### REQUIRED ACTION
Where a picture appears, leave it out, and transcribe all the lines below exactly.

### PROVIDED ENTRIES
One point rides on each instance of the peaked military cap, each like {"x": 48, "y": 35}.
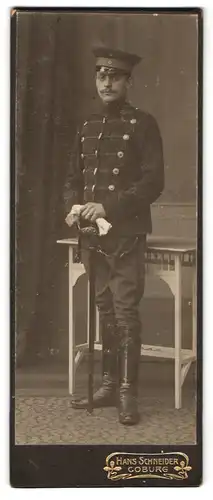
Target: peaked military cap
{"x": 115, "y": 59}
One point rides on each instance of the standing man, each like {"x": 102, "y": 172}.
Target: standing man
{"x": 116, "y": 172}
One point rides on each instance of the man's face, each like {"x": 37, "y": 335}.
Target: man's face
{"x": 111, "y": 85}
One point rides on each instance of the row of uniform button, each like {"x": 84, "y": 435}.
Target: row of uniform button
{"x": 111, "y": 187}
{"x": 133, "y": 120}
{"x": 125, "y": 137}
{"x": 115, "y": 171}
{"x": 120, "y": 154}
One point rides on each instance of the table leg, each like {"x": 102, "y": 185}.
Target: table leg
{"x": 194, "y": 311}
{"x": 71, "y": 328}
{"x": 178, "y": 330}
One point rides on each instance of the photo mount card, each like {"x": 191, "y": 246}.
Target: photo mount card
{"x": 106, "y": 236}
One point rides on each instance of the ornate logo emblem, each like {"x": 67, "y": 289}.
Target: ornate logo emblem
{"x": 167, "y": 466}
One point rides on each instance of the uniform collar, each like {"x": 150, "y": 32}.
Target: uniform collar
{"x": 112, "y": 109}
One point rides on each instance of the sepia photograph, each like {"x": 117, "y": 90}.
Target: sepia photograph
{"x": 106, "y": 187}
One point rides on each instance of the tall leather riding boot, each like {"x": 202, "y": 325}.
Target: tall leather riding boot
{"x": 128, "y": 365}
{"x": 106, "y": 394}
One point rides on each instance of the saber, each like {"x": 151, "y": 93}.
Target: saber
{"x": 92, "y": 326}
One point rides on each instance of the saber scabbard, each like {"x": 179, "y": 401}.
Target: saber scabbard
{"x": 92, "y": 326}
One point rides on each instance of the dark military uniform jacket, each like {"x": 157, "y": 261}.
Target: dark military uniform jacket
{"x": 118, "y": 161}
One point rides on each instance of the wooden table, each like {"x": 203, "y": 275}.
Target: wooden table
{"x": 174, "y": 261}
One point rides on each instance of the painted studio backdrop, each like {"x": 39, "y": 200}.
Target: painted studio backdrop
{"x": 55, "y": 88}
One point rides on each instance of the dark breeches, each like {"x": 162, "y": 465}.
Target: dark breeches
{"x": 120, "y": 283}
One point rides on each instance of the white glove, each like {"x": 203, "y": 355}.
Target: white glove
{"x": 74, "y": 214}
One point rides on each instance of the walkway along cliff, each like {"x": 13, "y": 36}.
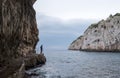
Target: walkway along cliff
{"x": 102, "y": 36}
{"x": 18, "y": 38}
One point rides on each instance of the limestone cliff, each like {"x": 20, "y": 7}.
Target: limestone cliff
{"x": 18, "y": 35}
{"x": 102, "y": 36}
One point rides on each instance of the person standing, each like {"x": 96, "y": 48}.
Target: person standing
{"x": 41, "y": 48}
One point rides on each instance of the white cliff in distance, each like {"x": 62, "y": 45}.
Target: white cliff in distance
{"x": 102, "y": 36}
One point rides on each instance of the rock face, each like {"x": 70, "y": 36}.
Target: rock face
{"x": 18, "y": 36}
{"x": 18, "y": 29}
{"x": 102, "y": 36}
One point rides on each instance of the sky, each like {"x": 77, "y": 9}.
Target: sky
{"x": 75, "y": 9}
{"x": 61, "y": 21}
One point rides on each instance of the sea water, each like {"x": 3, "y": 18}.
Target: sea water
{"x": 78, "y": 64}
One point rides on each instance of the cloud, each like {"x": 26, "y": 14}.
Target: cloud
{"x": 56, "y": 32}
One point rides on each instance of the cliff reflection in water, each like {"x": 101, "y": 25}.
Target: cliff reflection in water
{"x": 75, "y": 64}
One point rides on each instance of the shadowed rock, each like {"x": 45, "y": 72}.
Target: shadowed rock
{"x": 18, "y": 36}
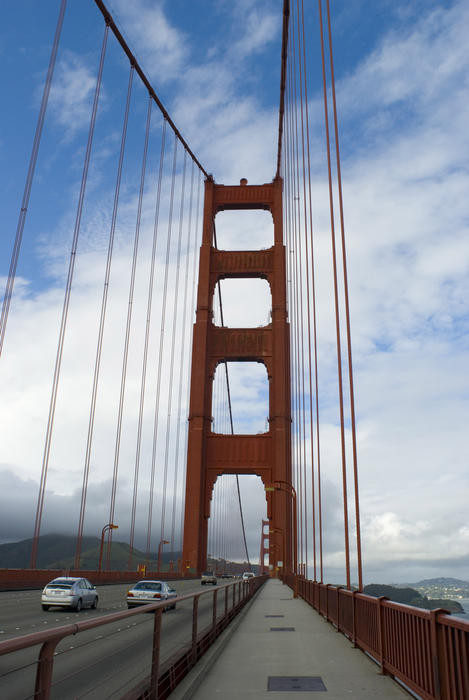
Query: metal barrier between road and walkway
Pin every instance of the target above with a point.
(163, 678)
(428, 650)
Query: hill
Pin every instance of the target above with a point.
(410, 596)
(58, 552)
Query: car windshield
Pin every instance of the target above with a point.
(147, 586)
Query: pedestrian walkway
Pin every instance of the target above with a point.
(281, 646)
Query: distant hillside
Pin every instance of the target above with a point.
(58, 552)
(449, 582)
(410, 596)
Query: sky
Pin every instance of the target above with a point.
(401, 79)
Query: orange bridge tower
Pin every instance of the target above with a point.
(267, 455)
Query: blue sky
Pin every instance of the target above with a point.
(401, 72)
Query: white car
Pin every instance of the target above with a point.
(146, 591)
(69, 592)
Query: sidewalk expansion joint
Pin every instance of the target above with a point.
(295, 683)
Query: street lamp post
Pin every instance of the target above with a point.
(109, 526)
(160, 546)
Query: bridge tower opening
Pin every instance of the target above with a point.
(267, 454)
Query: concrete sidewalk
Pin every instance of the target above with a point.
(281, 641)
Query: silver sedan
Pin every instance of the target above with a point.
(70, 592)
(147, 591)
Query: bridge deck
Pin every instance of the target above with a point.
(244, 661)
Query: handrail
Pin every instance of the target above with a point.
(160, 682)
(424, 649)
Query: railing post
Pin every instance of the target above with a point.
(44, 670)
(338, 607)
(381, 633)
(155, 655)
(195, 611)
(436, 660)
(354, 618)
(214, 615)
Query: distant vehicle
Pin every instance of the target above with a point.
(208, 577)
(69, 592)
(144, 592)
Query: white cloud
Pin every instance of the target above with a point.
(72, 93)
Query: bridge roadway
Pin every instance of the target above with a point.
(249, 655)
(101, 663)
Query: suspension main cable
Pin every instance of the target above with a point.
(110, 22)
(160, 353)
(127, 337)
(173, 347)
(313, 293)
(29, 177)
(66, 303)
(192, 311)
(145, 356)
(107, 274)
(336, 303)
(182, 358)
(347, 308)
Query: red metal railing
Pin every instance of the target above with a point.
(428, 650)
(162, 678)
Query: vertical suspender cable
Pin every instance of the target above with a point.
(160, 355)
(173, 346)
(181, 362)
(302, 78)
(336, 301)
(308, 275)
(30, 176)
(155, 235)
(107, 274)
(191, 325)
(313, 294)
(63, 324)
(127, 338)
(145, 353)
(231, 416)
(296, 228)
(347, 310)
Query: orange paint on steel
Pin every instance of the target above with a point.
(209, 454)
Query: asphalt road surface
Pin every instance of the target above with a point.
(101, 663)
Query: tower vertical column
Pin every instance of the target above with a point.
(210, 455)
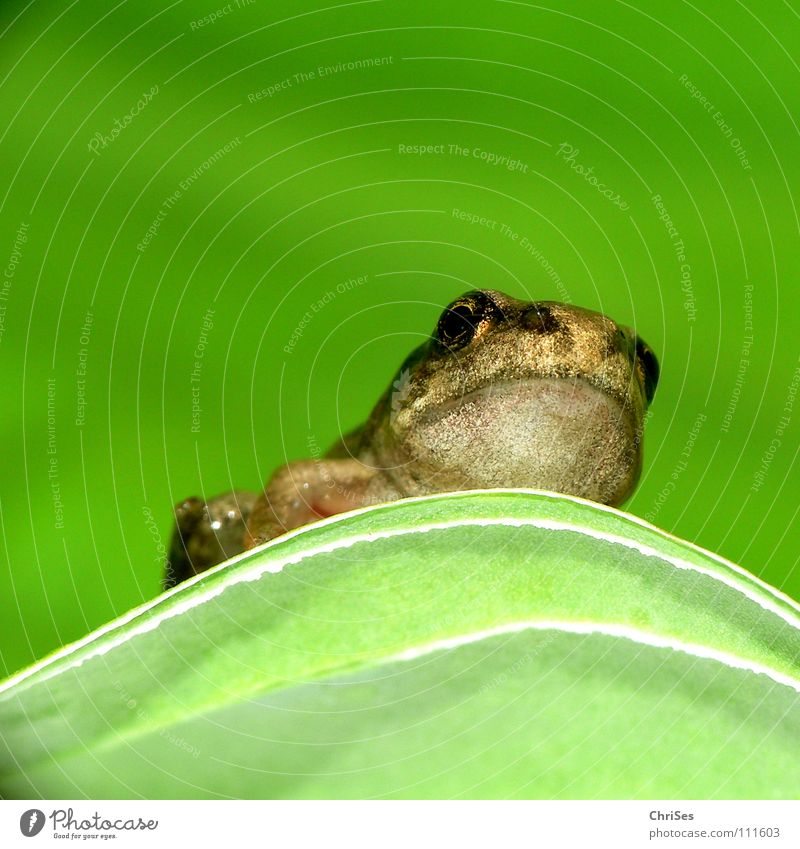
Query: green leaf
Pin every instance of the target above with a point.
(504, 643)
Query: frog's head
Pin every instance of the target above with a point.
(511, 393)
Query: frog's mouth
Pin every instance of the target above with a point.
(561, 434)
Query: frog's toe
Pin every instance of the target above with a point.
(206, 533)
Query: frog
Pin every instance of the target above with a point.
(505, 393)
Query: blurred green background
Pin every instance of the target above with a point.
(218, 243)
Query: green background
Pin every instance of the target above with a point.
(315, 191)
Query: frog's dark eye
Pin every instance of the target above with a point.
(541, 319)
(460, 322)
(648, 363)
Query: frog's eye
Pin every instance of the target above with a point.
(648, 365)
(462, 319)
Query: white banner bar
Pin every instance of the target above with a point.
(401, 824)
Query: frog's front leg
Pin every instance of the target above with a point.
(307, 490)
(207, 533)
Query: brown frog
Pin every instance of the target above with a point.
(506, 393)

### FINISHED TASK
One point rides on each instance of the peaked military cap, each like {"x": 48, "y": 35}.
Target: peaked military cap
{"x": 115, "y": 59}
One point rides on each instance of the standing man, each like {"x": 102, "y": 172}.
Target: standing man
{"x": 116, "y": 172}
One point rides on each instance of the man's face, each like {"x": 37, "y": 335}.
Target: man's face
{"x": 111, "y": 85}
One point rides on each instance of the row of uniform button, each like {"x": 84, "y": 435}.
Target: row of uniform button
{"x": 111, "y": 187}
{"x": 133, "y": 120}
{"x": 125, "y": 137}
{"x": 115, "y": 171}
{"x": 120, "y": 154}
One point rides on each instance of the table leg, each like {"x": 102, "y": 185}.
Target: table leg
{"x": 194, "y": 311}
{"x": 71, "y": 328}
{"x": 178, "y": 330}
One point rides on each instance of the photo mount card, each like {"x": 191, "y": 246}.
Target: photo mount card
{"x": 106, "y": 236}
One point rides on each instance of the ornate logo emblem, each like {"x": 67, "y": 289}.
Target: ornate logo emblem
{"x": 167, "y": 466}
One point rides on each instance of the uniform collar, each like {"x": 150, "y": 32}.
Target: uniform collar
{"x": 112, "y": 109}
One point rides on each instance of the sepia photograph, each like {"x": 117, "y": 90}.
Target: sepia photograph
{"x": 106, "y": 187}
One point rides on each instance of the tall leather riding boot, each like {"x": 202, "y": 325}.
Target: tall leather riding boot
{"x": 128, "y": 365}
{"x": 106, "y": 394}
One point rides on each instance of the saber, each like {"x": 151, "y": 93}.
Target: saber
{"x": 92, "y": 326}
One point rides on each instance of the saber scabbard, each like {"x": 179, "y": 401}.
Target: saber scabbard
{"x": 92, "y": 326}
One point rides on each instance of the dark military uniform jacket, each like {"x": 157, "y": 261}.
Target: dark military uniform jacket
{"x": 118, "y": 161}
One point rides on each instance of the wooden table, each like {"x": 203, "y": 275}.
Target: wooden table
{"x": 174, "y": 261}
One point rides on each instance of the painted studio backdrop, each like {"x": 39, "y": 200}.
Target: painted studio backdrop
{"x": 55, "y": 88}
One point rides on each instance of the dark breeches, each like {"x": 162, "y": 465}.
Target: dark breeches
{"x": 120, "y": 283}
One point rides on each instance of the white glove, each like {"x": 203, "y": 355}.
Target: white glove
{"x": 74, "y": 214}
One point rides on each instance of the walkway along cliff, each like {"x": 13, "y": 36}.
Target: walkway along cliff
{"x": 102, "y": 36}
{"x": 18, "y": 38}
One point rides on each instance of the limestone cliff, each like {"x": 20, "y": 7}.
Target: limestone cliff
{"x": 18, "y": 35}
{"x": 102, "y": 36}
One point rides on each instance of the person standing, each like {"x": 96, "y": 48}.
Target: person standing
{"x": 41, "y": 48}
One point rides on each instance of the white cliff in distance, each like {"x": 62, "y": 45}.
Target: white cliff in distance
{"x": 102, "y": 36}
One point rides on each instance of the rock face, each like {"x": 70, "y": 36}.
Target: rock face
{"x": 18, "y": 36}
{"x": 18, "y": 29}
{"x": 102, "y": 36}
One point rides on each instance of the sky, each like {"x": 77, "y": 9}.
Target: sky
{"x": 75, "y": 9}
{"x": 61, "y": 21}
One point rides on each instance of the sea water, each like {"x": 3, "y": 18}.
Target: sea water
{"x": 78, "y": 64}
One point rides on each instance of the cloud, each like {"x": 26, "y": 14}.
Target: cloud
{"x": 56, "y": 32}
One point rides on each instance of the cliff reflection in water, each like {"x": 101, "y": 25}.
Target: cliff reflection in water
{"x": 75, "y": 64}
One point rides on each instance of the shadowed rock, each like {"x": 45, "y": 72}.
Target: shadowed rock
{"x": 18, "y": 36}
Query: metal barrier between road and walkway
Pin every instance of the target above with a point.
(163, 678)
(428, 650)
Query: hill
Pin every instance of the target above with a point.
(410, 596)
(58, 552)
Query: car windshield
Pin every instance of the target above with a point.
(147, 586)
Query: pedestrian walkway
Pin every instance of the target above with a point.
(281, 646)
Query: distant hillside
Pin every instance of the target above with a point.
(58, 552)
(449, 582)
(410, 596)
Query: sky
Pin every instance of the target above with a point.
(401, 79)
Query: orange bridge tower
Pin every instance of the target above with a point.
(267, 455)
Query: blue sky
Pin every instance of the target above with a point.
(401, 72)
Query: white car
Pin every instance of the target above with a point.
(146, 591)
(69, 592)
Query: sidewalk expansion joint
Pin every instance of the target above with a point.
(295, 683)
Query: street lamp post
Pin every instance of the target above with a point.
(109, 526)
(160, 546)
Query: bridge tower opening
Pin every instance of the target above with a point.
(267, 454)
Query: concrete sidewalk
Pin every instance of the target above with a point.
(281, 641)
Query: silver sedan
Pin every instance of the target above with a point.
(70, 592)
(147, 591)
Query: bridge deck
Pin every instance of the target above with a point.
(244, 661)
Query: handrail
Pin every instance of the target above with a point.
(160, 682)
(424, 649)
Query: railing post
Pin every instance of the target above with a point.
(44, 670)
(338, 607)
(381, 633)
(155, 655)
(195, 611)
(436, 660)
(354, 618)
(214, 615)
Query: distant vehicle
Pin every instance of the target above with a point.
(208, 577)
(69, 592)
(144, 592)
Query: white cloud
Pin every instance of the target above with a point.
(72, 93)
Query: bridge roadway
Pin every instance of the target above with a point.
(249, 655)
(101, 663)
Query: suspension main cable
Pin every instance of the target above with a point.
(110, 22)
(160, 353)
(127, 337)
(173, 347)
(313, 293)
(29, 177)
(66, 303)
(192, 311)
(145, 356)
(107, 274)
(336, 303)
(182, 358)
(347, 308)
Query: red metal railing
Pin every instance of the target above with a point.
(428, 650)
(162, 678)
Query: vertical suspender cable
Pin every instance of the target above with a point.
(160, 355)
(173, 346)
(181, 362)
(302, 78)
(336, 301)
(308, 275)
(30, 176)
(155, 235)
(107, 274)
(191, 325)
(313, 294)
(63, 324)
(127, 338)
(145, 353)
(231, 416)
(296, 228)
(347, 310)
Query: orange paint on steel
Pin every instance of the target above with a point.
(209, 454)
Query: asphalt road surface
Pin every instance of the target above with a point.
(101, 663)
Query: tower vertical column
Pin every instance of the target above with a point.
(210, 455)
Query: green leaf
Pin every instance of the target above with a point.
(504, 643)
Query: frog's head
Pin every instance of the target above with a point.
(511, 393)
Query: frog's mouth
Pin every instance of the target above with a point.
(561, 434)
Query: frog's toe
Pin every instance of the target above with a point.
(206, 533)
Query: frog
Pin every instance of the target above with a point.
(505, 393)
Query: blurred green background
Pin every instance of the target above with a point.
(218, 243)
Query: green background
Pin every instance of the target above with a point.
(315, 191)
Query: frog's dark eye
Pin every instance of the target above with a point.
(541, 319)
(460, 322)
(648, 363)
Query: frog's eye
Pin every instance of the target above with a point.
(648, 365)
(462, 319)
Query: white banner bar
Pin every instance of the target above with a point.
(401, 824)
Query: frog's front leg
Pin every instance of the target above with a point.
(307, 490)
(207, 533)
Query: brown frog
Pin every instance of the target above with a point.
(506, 393)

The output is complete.